WORK INSTRUCTIONS –
Report how many lines of the data below contain the string "woman", matching case exactly. Give only the number.

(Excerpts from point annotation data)
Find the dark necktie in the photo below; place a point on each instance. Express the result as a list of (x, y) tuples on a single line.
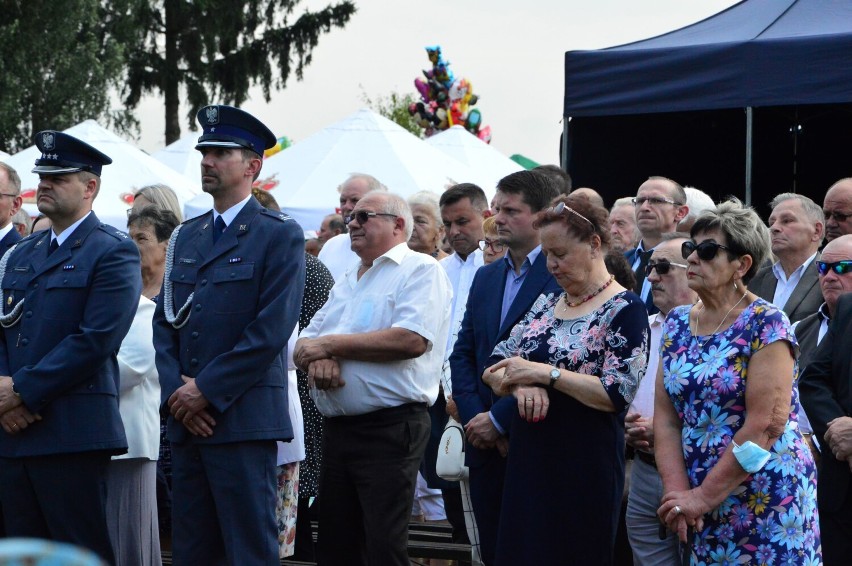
[(218, 227), (640, 271)]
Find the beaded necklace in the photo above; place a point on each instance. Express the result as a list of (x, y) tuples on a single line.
[(588, 297)]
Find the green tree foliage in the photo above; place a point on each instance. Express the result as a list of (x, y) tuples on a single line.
[(59, 62), (215, 50), (394, 107)]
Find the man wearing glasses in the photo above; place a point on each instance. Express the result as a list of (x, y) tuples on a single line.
[(501, 294), (796, 226), (660, 204), (373, 353), (826, 396), (666, 273), (837, 207), (10, 204)]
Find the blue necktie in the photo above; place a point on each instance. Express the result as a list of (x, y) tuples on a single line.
[(218, 227)]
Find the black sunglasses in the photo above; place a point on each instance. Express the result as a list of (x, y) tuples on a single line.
[(362, 216), (707, 249), (663, 267), (839, 267)]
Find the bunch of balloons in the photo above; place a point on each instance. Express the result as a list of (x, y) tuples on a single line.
[(282, 143), (445, 100)]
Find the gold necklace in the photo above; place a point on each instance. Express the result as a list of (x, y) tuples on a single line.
[(588, 297), (724, 318)]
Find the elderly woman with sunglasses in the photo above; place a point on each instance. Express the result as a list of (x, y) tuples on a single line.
[(739, 480), (573, 364)]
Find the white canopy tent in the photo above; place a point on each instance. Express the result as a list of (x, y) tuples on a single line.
[(131, 169), (304, 178), (486, 163), (183, 157)]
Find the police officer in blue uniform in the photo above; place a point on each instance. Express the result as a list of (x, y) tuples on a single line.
[(69, 295), (231, 297)]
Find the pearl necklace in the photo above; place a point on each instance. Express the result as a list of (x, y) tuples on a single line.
[(724, 318), (588, 297)]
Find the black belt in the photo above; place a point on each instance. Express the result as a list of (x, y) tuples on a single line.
[(647, 458)]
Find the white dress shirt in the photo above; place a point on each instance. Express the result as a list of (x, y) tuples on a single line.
[(786, 285), (402, 289), (643, 402), (139, 386), (461, 272), (338, 257)]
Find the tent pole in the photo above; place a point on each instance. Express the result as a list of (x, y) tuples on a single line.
[(749, 139)]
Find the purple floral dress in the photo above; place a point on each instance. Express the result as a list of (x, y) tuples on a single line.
[(771, 518)]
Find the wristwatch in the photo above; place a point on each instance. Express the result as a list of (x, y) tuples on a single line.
[(554, 377)]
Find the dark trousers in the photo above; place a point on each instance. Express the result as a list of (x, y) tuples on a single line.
[(223, 504), (836, 532), (486, 495), (369, 471), (58, 497)]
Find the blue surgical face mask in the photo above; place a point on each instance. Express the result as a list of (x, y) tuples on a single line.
[(751, 457)]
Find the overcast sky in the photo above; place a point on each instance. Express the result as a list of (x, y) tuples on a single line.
[(512, 53)]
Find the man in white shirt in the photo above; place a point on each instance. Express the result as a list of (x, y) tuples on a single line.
[(660, 205), (464, 207), (797, 226), (374, 353), (336, 253), (666, 272)]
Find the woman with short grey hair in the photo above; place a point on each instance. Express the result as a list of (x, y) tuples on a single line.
[(739, 481)]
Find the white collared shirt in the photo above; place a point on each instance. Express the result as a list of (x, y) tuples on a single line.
[(402, 289), (460, 272), (229, 215), (60, 239), (786, 285), (643, 402)]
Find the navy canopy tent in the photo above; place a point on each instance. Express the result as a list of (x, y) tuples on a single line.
[(679, 104)]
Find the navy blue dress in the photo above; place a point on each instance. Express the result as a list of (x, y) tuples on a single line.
[(565, 474)]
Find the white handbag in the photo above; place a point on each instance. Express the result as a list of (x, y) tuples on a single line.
[(450, 463)]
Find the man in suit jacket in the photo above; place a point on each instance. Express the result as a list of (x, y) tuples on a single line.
[(69, 296), (826, 393), (660, 205), (231, 298), (797, 226), (500, 296), (10, 204)]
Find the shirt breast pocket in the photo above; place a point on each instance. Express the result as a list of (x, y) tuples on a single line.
[(183, 283), (371, 312), (235, 288), (66, 295), (14, 289)]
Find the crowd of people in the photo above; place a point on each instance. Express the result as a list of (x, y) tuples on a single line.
[(670, 368)]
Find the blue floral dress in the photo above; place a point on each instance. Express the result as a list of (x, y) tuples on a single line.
[(771, 518), (565, 474)]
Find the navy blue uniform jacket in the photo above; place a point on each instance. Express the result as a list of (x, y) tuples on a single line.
[(248, 293), (481, 331), (78, 305)]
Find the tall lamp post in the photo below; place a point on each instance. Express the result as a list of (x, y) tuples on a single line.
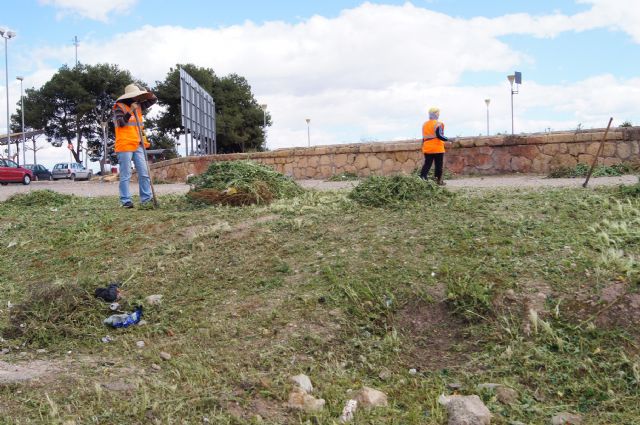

TASK ANSWER –
2